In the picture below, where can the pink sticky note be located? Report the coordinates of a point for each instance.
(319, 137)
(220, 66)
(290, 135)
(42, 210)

* [The task]: Set down each row above again, word for word, with nothing changed.

* [Output of the exercise]:
In the picture below, where can the pink sticky note be located? Report the coordinates of a point for each instance.
(319, 137)
(220, 66)
(290, 135)
(42, 210)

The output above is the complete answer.